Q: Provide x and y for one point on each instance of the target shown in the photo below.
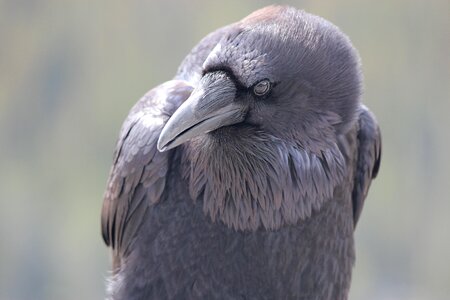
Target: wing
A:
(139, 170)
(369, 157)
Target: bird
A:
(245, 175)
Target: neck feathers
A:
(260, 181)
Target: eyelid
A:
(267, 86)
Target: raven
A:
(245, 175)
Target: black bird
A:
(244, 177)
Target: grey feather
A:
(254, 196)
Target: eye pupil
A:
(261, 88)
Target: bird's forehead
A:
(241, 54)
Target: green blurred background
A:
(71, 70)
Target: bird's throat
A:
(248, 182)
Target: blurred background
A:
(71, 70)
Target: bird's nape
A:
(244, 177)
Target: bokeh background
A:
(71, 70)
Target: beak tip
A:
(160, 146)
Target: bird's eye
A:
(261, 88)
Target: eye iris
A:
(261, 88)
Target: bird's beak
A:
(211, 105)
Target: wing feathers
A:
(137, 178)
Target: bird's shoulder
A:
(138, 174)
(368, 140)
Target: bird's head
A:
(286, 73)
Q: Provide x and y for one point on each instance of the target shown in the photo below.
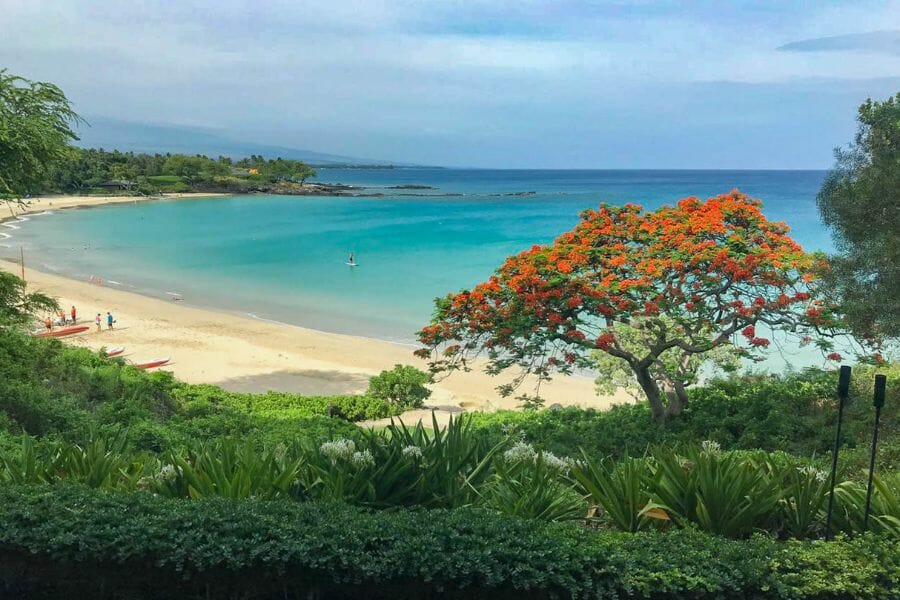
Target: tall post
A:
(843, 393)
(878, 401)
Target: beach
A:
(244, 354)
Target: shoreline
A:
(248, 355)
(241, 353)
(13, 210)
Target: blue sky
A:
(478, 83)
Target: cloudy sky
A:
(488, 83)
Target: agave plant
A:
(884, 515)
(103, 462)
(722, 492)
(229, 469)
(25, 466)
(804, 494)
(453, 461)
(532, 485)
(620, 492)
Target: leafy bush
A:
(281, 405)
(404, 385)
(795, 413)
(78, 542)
---
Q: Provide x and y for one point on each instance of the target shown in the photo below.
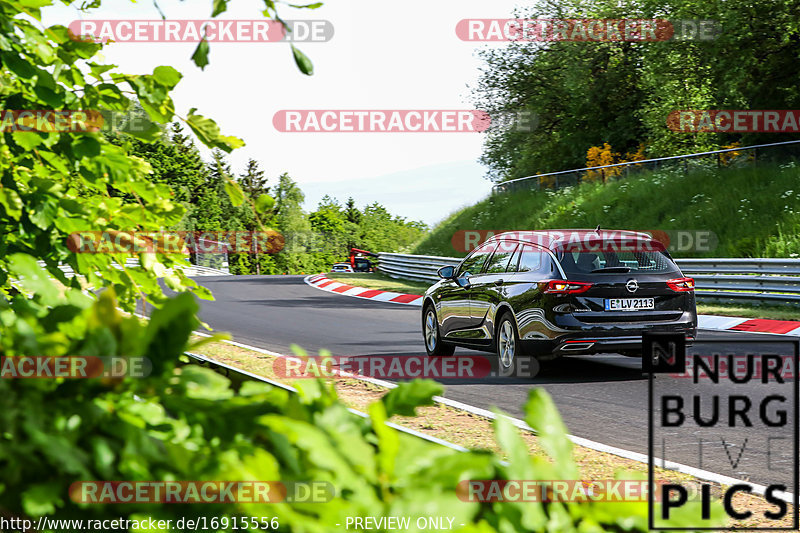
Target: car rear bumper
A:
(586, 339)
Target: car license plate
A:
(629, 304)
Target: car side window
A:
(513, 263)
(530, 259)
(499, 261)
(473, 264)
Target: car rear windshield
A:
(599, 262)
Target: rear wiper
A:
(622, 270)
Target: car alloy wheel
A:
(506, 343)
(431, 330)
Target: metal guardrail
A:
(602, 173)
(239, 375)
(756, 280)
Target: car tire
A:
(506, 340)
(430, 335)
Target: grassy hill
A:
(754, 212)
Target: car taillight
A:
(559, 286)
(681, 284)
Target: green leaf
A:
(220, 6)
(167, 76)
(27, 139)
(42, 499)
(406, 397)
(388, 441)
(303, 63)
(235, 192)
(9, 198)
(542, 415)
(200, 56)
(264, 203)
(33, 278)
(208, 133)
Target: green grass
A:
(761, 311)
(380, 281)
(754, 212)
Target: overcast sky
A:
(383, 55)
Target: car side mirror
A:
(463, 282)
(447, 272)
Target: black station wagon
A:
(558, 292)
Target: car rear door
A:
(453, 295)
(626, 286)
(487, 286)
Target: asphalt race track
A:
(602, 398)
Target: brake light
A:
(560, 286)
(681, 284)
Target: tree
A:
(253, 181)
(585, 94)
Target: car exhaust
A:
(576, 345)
==
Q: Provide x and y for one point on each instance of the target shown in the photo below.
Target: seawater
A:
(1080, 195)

> Work to do:
Locate each line of the records containing the string "rear", matching case exactly, and copy those lines out in full.

> Written answer:
Target: car rear bumper
Target: car rear windshield
Target: rear wiper
Target: car rear door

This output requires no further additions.